• **To do**:
The result should be the lines from the one holding "canopy visible in the photograph above." to the final line of the records, retyped exactly.

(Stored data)
********************

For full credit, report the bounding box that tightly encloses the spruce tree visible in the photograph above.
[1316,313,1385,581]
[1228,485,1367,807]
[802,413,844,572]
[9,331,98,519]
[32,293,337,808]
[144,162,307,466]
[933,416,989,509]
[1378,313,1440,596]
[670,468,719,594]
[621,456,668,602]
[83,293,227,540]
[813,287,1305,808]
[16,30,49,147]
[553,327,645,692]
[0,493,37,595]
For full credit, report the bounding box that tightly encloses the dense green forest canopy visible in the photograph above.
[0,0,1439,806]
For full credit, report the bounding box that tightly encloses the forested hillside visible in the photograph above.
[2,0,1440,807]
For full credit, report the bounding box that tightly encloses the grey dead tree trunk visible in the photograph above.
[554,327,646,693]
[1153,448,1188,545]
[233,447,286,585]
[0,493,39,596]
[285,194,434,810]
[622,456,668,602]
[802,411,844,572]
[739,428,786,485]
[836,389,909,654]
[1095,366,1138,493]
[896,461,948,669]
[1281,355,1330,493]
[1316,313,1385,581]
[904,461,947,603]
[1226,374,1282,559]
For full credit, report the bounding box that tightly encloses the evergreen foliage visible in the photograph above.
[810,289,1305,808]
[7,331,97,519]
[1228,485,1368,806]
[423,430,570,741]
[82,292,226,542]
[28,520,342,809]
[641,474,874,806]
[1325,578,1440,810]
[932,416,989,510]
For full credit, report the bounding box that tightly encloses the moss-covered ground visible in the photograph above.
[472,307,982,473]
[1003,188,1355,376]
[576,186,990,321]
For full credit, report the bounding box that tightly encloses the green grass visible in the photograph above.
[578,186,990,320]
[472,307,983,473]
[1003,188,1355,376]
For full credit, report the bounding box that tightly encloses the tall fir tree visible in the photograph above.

********************

• **Final answer**:
For full credit, report the bounding box that tightly encloses the dense green forest canopy visible in the photograph above.
[0,0,1439,806]
For full credit, report the bounding box that tightly encloses the forested hillside visible in the photograph above.
[2,0,1440,807]
For full credit, report the bounding box that tightly encloses the grey dead tree trunk visible in the photograph above.
[554,327,646,693]
[1153,448,1188,545]
[233,447,286,585]
[0,493,39,596]
[285,194,434,810]
[622,456,668,602]
[802,411,844,572]
[739,428,786,485]
[836,389,909,654]
[1095,366,1138,493]
[896,461,948,669]
[1281,355,1330,493]
[1316,313,1385,581]
[904,461,947,603]
[1226,374,1282,559]
For full credit, report the bounding box that tightly encloses the evergreen foliage visible in the photograph above.
[810,289,1305,808]
[7,331,97,519]
[1228,485,1368,806]
[423,430,570,741]
[82,292,226,542]
[28,520,342,809]
[641,474,874,806]
[1325,578,1440,810]
[932,416,989,510]
For full credit, report the bounding box that tightly encloses the moss-covered ground visible in the photograph above.
[472,307,982,473]
[1003,188,1355,376]
[576,186,990,321]
For full credit, report the bounding box that tightly encloses the green grass visible in the photograph above.
[578,186,990,320]
[472,307,983,473]
[1003,188,1355,376]
For full credit, report the bounding box that tightly encloses the tall fir tree visible in the photograph above.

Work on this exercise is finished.